■ What you are asked to do: Return, from the listing below, each line where the word "dark" appears.

##### Data listing

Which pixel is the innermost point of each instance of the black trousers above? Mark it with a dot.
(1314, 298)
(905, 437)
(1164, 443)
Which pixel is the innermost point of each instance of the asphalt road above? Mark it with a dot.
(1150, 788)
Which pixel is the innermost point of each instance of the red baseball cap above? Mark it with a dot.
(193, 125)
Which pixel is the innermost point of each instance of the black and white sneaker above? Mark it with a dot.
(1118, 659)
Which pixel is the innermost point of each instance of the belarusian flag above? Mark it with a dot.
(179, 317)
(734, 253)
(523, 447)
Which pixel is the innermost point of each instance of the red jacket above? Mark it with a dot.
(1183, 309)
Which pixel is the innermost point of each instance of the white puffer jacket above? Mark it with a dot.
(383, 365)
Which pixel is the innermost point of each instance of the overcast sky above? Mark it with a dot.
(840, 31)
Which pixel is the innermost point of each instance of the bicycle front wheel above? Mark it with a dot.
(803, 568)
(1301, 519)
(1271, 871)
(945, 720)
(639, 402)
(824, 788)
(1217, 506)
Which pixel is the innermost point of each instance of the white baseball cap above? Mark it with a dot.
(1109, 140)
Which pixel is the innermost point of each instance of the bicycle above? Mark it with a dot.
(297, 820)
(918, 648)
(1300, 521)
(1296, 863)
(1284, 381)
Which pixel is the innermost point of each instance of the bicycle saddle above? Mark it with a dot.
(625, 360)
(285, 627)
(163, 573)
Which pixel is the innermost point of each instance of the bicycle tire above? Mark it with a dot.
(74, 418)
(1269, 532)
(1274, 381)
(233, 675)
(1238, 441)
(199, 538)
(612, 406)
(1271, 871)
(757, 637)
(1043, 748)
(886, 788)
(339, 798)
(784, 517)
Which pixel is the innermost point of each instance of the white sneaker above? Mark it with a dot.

##########
##### Data listing

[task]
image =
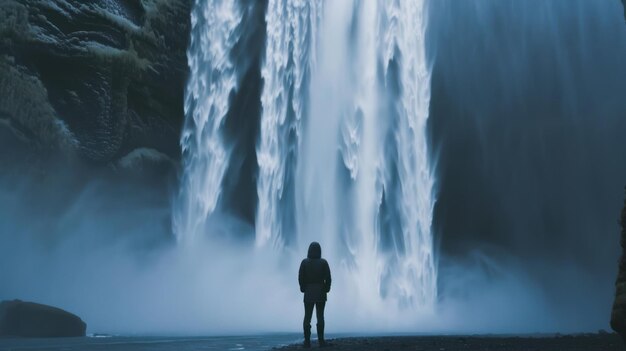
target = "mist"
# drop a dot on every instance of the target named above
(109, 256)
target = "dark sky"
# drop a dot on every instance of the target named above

##########
##### Data listing

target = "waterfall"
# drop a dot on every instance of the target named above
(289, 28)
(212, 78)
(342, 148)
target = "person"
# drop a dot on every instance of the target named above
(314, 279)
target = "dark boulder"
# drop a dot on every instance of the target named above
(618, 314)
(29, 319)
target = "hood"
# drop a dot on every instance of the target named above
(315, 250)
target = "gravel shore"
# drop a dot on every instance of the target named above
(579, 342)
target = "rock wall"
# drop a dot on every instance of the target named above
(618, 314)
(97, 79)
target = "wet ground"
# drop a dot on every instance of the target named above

##########

■ Answer section:
target = "dark sky"
target = "dark boulder"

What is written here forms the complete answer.